### What to work on
Below is a block of entries; repeat all of it exactly but omit the pictures.

### Records
########################################
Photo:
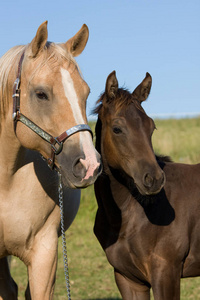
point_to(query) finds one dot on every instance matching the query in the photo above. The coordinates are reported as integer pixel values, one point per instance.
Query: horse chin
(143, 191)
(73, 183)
########################################
### Expected output
Photo:
point_to(query) finds one dot on every instance matching the query in the photo above. The coordinates are reported as integer pixel values, one point per instance.
Query: horse chin
(143, 191)
(73, 183)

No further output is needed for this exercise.